**Problem:**
Print each of the rows below verbatim, with every character and line break unchanged.

**Entries shown:**
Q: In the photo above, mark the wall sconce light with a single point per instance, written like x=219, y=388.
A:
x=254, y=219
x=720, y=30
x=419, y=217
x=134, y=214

**Response to this exercise:**
Q: In the photo above, mark the wall sconce light with a single point per instance, written like x=219, y=388.
A:
x=254, y=219
x=720, y=30
x=419, y=217
x=134, y=214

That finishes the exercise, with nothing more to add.